YOUR TASK:
Omit the images, then print each record below exactly as it reads.

MATERIAL SUPPLIED:
┄┄┄┄┄┄

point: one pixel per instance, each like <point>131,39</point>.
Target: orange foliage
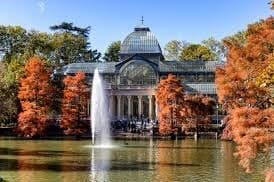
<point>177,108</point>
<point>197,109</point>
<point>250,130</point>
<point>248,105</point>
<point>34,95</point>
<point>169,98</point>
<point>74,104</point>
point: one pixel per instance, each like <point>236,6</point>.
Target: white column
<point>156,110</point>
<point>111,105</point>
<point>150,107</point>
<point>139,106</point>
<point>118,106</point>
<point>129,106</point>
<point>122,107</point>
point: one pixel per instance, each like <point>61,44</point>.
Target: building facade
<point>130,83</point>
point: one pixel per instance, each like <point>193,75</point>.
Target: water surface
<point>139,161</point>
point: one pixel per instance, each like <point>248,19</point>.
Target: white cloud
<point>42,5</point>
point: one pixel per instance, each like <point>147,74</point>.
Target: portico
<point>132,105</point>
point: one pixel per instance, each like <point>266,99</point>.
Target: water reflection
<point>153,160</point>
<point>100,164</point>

┄┄┄┄┄┄

TASK RESULT:
point: one pixel per instance, each like <point>131,39</point>.
Target: orange foliage
<point>177,108</point>
<point>197,109</point>
<point>250,130</point>
<point>248,105</point>
<point>34,95</point>
<point>169,98</point>
<point>74,104</point>
point: one pixel per instance, each like <point>236,6</point>.
Target: white column
<point>156,110</point>
<point>111,105</point>
<point>150,107</point>
<point>139,106</point>
<point>118,106</point>
<point>129,106</point>
<point>122,107</point>
point: one pixel per instance, each like <point>61,44</point>.
Target: building facade
<point>130,83</point>
point: one pixel per instance, each like <point>193,75</point>.
Target: water surface
<point>139,161</point>
point: one pixel per instance, each like <point>248,19</point>.
Target: white cloud
<point>42,5</point>
point: one pixel per instance, each like <point>147,74</point>.
Target: portico
<point>132,105</point>
point: one pixel per instance, each like <point>266,99</point>.
Target: water reflection
<point>153,160</point>
<point>100,164</point>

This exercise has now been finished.